> [Instructions to follow] Set down the whole listing below word for word, with every line unchanged and in its original order.

> [Dataset rows]
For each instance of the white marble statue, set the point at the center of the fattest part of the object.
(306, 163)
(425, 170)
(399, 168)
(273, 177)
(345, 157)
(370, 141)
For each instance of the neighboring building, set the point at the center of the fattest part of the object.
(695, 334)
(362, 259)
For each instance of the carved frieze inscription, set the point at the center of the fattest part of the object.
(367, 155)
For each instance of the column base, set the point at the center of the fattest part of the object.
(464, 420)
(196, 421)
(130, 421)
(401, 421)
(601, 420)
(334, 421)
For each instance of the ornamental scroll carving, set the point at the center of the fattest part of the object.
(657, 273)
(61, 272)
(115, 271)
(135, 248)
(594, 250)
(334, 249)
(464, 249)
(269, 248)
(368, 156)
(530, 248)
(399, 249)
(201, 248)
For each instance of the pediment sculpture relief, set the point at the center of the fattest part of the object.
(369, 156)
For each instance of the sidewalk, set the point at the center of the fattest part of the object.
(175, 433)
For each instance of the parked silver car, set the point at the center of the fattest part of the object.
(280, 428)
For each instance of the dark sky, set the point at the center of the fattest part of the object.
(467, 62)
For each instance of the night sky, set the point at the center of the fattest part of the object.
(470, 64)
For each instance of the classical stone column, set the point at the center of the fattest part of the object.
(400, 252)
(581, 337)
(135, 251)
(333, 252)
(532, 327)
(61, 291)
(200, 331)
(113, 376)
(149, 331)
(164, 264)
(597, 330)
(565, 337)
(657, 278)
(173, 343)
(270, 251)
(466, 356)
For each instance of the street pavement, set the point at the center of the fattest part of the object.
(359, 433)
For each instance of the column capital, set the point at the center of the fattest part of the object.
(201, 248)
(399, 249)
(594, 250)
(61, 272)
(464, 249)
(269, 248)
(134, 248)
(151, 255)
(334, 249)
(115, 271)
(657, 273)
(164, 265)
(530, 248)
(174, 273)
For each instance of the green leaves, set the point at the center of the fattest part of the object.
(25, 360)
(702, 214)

> [Answer below]
For each instance of the white marble statue, set the point at the center of the fattest part of the object.
(306, 163)
(425, 170)
(399, 168)
(273, 177)
(345, 157)
(370, 141)
For each instance of the neighboring building, set the point at the center of the fattest part of the object.
(695, 334)
(362, 259)
For each instance of the carved frieze inscription, set the point at the center of the fattest part of the object.
(367, 155)
For each instance of the column base, set the point at the center of the fattest part of the object.
(464, 420)
(196, 421)
(130, 421)
(401, 421)
(601, 420)
(334, 421)
For each instance of the ornamental scroll carving, set the point at the center of the fattest part of the object.
(657, 273)
(61, 272)
(115, 271)
(135, 248)
(594, 250)
(334, 249)
(464, 249)
(269, 248)
(368, 156)
(530, 248)
(399, 249)
(201, 248)
For each instance of the pediment sculpture relief, set the point at the center of the fattest part of the object.
(369, 156)
For each instance of the sidewalk, set the point at the center of the fattest part of the object.
(175, 433)
For each instance of the parked silver car, set the point at the center of the fattest part of the object.
(280, 428)
For each instance of the dark sky, set the point at the center of the fattest part of the object.
(467, 62)
For each instance of the night sky, set the point at the center of the fattest part of the object.
(470, 64)
For each instance of the classical stone column, set the point at the center of the fattest part of the object.
(400, 252)
(581, 337)
(135, 251)
(333, 252)
(532, 327)
(61, 291)
(200, 331)
(113, 376)
(149, 331)
(164, 264)
(597, 330)
(565, 337)
(657, 278)
(173, 343)
(270, 251)
(466, 356)
For each instance of the street pavement, set the point at the center of the fattest part of the object.
(359, 433)
For each instance of the column capital, set the point at the center of the fattest part of the object.
(201, 248)
(399, 249)
(594, 250)
(61, 272)
(464, 249)
(269, 248)
(134, 248)
(151, 255)
(334, 249)
(115, 271)
(657, 273)
(164, 265)
(530, 248)
(174, 273)
For each instance of the green leaves, set the point at the center of the fattest part of the object.
(25, 360)
(702, 214)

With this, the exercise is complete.